■ **Task prompt**: Copy out the lines below from the one containing "Can you see the elderly man with" through the end, both included, and omit the pictures.

════════════════

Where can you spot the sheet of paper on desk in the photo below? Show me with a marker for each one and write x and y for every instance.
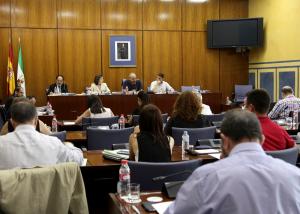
(161, 207)
(206, 151)
(84, 162)
(216, 155)
(69, 123)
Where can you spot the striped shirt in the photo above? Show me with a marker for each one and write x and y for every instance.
(283, 107)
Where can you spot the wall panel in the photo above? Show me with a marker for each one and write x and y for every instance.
(4, 35)
(196, 14)
(39, 48)
(114, 76)
(200, 64)
(162, 15)
(162, 53)
(79, 56)
(33, 13)
(83, 14)
(4, 13)
(121, 14)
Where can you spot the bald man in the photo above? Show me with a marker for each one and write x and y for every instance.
(132, 83)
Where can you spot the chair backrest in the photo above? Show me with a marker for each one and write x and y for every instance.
(289, 155)
(215, 117)
(144, 172)
(190, 88)
(106, 121)
(240, 92)
(99, 139)
(194, 133)
(120, 146)
(60, 135)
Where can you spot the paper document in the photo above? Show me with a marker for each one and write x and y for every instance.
(162, 207)
(206, 151)
(216, 155)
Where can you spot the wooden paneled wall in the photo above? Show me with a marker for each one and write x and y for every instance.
(71, 37)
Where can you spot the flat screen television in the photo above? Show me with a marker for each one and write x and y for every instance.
(235, 33)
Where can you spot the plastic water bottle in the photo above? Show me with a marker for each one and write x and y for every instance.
(54, 124)
(122, 122)
(124, 180)
(185, 142)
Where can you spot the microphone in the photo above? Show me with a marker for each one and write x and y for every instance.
(161, 178)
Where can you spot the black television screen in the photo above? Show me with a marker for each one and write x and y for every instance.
(235, 33)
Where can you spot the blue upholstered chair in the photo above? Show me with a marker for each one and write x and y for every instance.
(289, 155)
(194, 133)
(60, 135)
(144, 172)
(99, 139)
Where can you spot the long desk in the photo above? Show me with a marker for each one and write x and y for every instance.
(69, 107)
(101, 176)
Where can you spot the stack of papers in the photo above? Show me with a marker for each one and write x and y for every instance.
(117, 155)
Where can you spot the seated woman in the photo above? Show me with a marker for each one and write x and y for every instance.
(8, 126)
(142, 100)
(149, 143)
(186, 113)
(98, 86)
(95, 110)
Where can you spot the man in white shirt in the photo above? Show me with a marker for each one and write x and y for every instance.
(25, 147)
(159, 86)
(247, 181)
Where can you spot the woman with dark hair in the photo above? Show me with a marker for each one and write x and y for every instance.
(149, 143)
(98, 86)
(142, 100)
(186, 113)
(95, 110)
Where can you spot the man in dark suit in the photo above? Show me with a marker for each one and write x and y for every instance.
(58, 87)
(132, 84)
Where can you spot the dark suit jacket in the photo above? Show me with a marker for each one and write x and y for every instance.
(64, 88)
(138, 85)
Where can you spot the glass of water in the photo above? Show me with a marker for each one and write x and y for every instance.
(134, 193)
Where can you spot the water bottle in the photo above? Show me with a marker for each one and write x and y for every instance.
(124, 180)
(54, 124)
(185, 142)
(122, 122)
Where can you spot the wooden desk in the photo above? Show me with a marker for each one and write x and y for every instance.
(118, 206)
(69, 107)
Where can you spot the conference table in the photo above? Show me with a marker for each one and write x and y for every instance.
(69, 107)
(101, 176)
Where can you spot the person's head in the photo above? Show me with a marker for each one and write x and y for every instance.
(286, 91)
(132, 78)
(150, 121)
(98, 79)
(95, 104)
(143, 99)
(23, 112)
(19, 92)
(187, 106)
(239, 126)
(160, 77)
(32, 99)
(59, 80)
(258, 101)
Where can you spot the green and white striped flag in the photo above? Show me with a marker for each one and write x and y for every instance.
(20, 72)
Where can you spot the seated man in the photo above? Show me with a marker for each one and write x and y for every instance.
(258, 102)
(159, 86)
(58, 87)
(289, 103)
(247, 181)
(25, 147)
(132, 84)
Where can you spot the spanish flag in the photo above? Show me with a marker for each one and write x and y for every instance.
(11, 84)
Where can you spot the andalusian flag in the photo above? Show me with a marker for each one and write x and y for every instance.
(20, 72)
(10, 72)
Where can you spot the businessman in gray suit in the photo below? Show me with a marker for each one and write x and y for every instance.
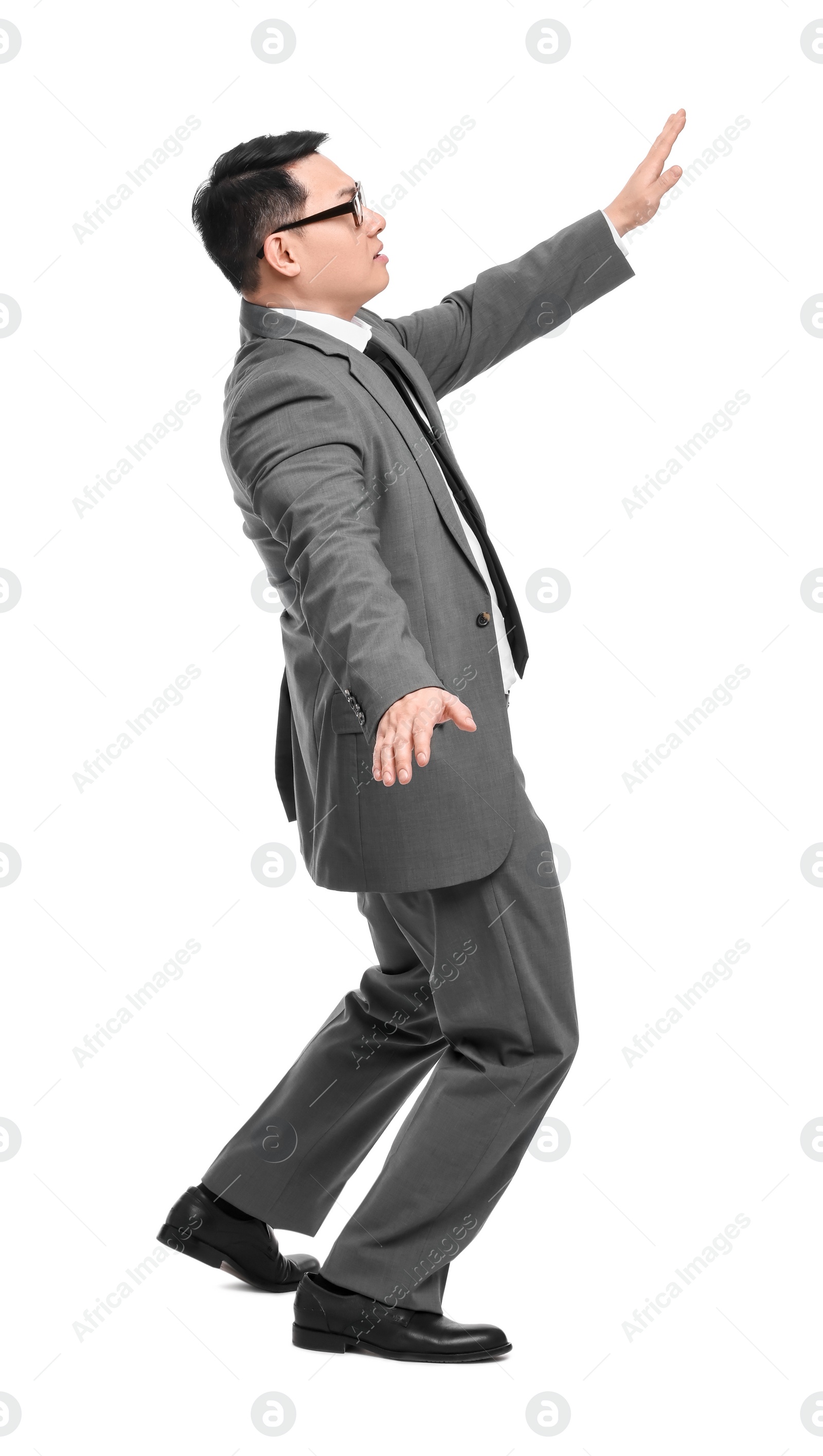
(403, 641)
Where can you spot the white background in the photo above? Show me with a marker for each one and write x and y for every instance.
(117, 602)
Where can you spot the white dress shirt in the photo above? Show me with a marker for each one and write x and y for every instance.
(357, 334)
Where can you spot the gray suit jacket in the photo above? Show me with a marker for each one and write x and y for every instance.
(381, 593)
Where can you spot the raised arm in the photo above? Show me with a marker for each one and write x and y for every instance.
(513, 303)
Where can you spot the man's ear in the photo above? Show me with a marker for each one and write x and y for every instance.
(279, 257)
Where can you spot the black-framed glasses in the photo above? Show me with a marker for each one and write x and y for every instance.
(356, 207)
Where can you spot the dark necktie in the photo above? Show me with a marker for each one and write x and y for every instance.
(505, 596)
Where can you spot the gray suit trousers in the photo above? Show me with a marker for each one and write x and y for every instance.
(474, 980)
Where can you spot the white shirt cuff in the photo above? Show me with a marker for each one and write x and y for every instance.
(617, 236)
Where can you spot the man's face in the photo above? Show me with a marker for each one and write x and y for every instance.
(333, 265)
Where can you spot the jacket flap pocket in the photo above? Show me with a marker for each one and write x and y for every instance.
(343, 715)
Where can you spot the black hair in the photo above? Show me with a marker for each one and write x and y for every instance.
(247, 197)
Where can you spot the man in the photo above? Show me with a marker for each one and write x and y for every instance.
(403, 641)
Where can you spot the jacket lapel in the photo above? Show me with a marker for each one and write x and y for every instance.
(260, 322)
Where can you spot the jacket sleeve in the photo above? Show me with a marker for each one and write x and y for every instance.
(510, 305)
(296, 453)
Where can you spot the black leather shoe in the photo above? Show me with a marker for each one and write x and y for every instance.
(210, 1229)
(343, 1322)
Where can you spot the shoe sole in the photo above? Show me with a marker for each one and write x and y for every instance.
(197, 1250)
(343, 1344)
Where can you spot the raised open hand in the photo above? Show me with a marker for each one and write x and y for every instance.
(641, 195)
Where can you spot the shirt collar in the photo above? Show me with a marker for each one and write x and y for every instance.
(350, 331)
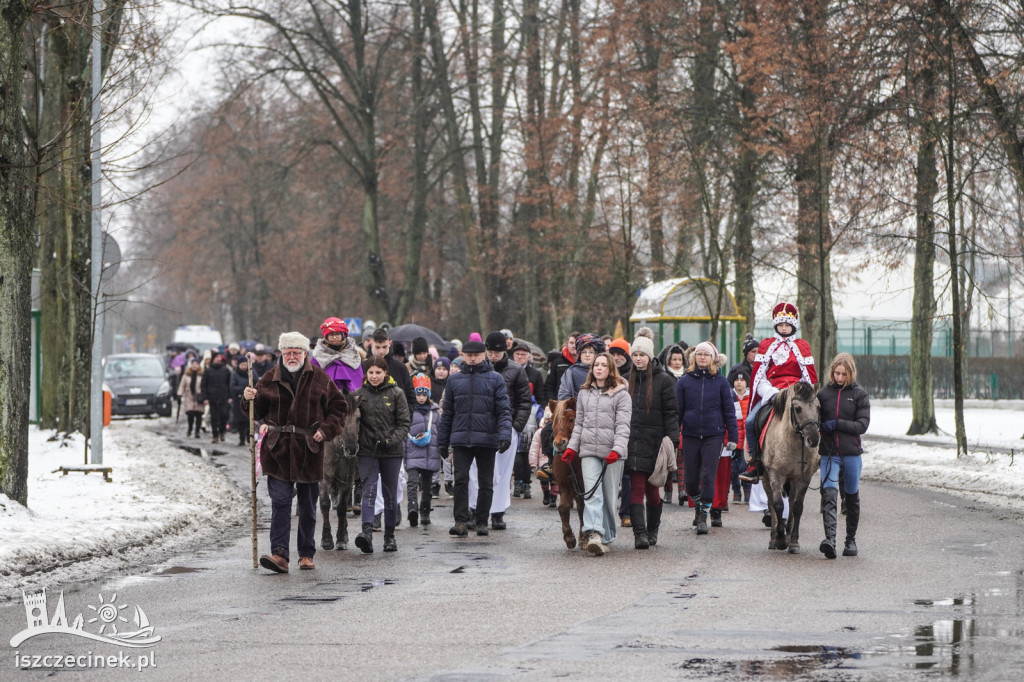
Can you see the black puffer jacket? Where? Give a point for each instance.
(475, 411)
(384, 419)
(517, 386)
(648, 427)
(850, 407)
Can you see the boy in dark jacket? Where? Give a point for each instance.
(476, 422)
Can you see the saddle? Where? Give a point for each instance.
(763, 419)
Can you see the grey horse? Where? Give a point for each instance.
(791, 460)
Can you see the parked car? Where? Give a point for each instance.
(138, 384)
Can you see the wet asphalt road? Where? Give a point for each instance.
(937, 592)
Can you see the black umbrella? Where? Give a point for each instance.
(408, 333)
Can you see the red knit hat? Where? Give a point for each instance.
(333, 326)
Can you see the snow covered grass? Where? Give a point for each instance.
(989, 471)
(79, 525)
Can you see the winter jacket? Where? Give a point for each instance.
(426, 457)
(517, 386)
(536, 384)
(384, 419)
(572, 380)
(555, 372)
(475, 412)
(649, 427)
(850, 407)
(217, 383)
(190, 401)
(706, 406)
(344, 367)
(602, 423)
(314, 402)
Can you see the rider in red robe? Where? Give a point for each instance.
(781, 360)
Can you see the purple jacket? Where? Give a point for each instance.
(338, 365)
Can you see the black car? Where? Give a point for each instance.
(138, 384)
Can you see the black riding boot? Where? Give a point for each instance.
(653, 522)
(389, 542)
(365, 541)
(852, 519)
(828, 498)
(640, 540)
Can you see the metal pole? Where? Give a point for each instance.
(96, 392)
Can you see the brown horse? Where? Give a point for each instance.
(341, 470)
(791, 460)
(562, 421)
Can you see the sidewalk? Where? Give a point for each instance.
(78, 526)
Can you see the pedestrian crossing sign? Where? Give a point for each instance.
(354, 326)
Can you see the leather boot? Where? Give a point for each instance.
(852, 520)
(640, 539)
(653, 522)
(702, 511)
(389, 543)
(365, 541)
(827, 546)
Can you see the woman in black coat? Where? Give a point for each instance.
(845, 414)
(654, 417)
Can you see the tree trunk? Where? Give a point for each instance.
(923, 313)
(16, 243)
(460, 176)
(813, 242)
(66, 225)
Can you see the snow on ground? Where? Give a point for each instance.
(78, 525)
(164, 500)
(988, 472)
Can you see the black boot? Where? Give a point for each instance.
(827, 546)
(640, 538)
(702, 518)
(653, 522)
(852, 520)
(365, 541)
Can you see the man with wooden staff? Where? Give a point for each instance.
(300, 409)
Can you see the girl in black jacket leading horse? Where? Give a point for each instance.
(845, 414)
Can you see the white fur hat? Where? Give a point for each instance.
(293, 340)
(644, 343)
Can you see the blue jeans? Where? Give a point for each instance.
(389, 468)
(599, 513)
(849, 465)
(307, 496)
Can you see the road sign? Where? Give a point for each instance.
(354, 326)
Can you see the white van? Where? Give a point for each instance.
(201, 337)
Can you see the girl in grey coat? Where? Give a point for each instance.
(600, 438)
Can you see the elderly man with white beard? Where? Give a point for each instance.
(300, 409)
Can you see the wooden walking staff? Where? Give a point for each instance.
(252, 457)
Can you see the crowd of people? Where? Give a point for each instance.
(474, 422)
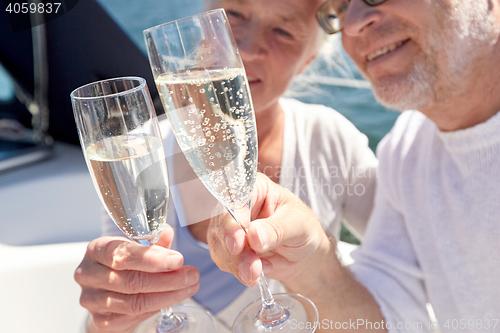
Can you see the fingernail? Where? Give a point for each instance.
(245, 272)
(231, 246)
(174, 260)
(193, 289)
(192, 277)
(263, 236)
(267, 267)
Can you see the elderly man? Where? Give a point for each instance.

════════════════

■ **Finished task**:
Can you see the elderly man with white beard? Where? Give a point for each instance.
(300, 409)
Can you see the wooden walking staff? Where? Give a point for each instance.
(252, 457)
Can you see the crowd of people? Where? Give a point for each instance.
(474, 422)
Can you see the fingernail? Where? Give a point for each instance.
(245, 272)
(231, 246)
(174, 260)
(193, 289)
(192, 277)
(263, 236)
(267, 267)
Can you see the elderly man? Where? Give a point for each instance.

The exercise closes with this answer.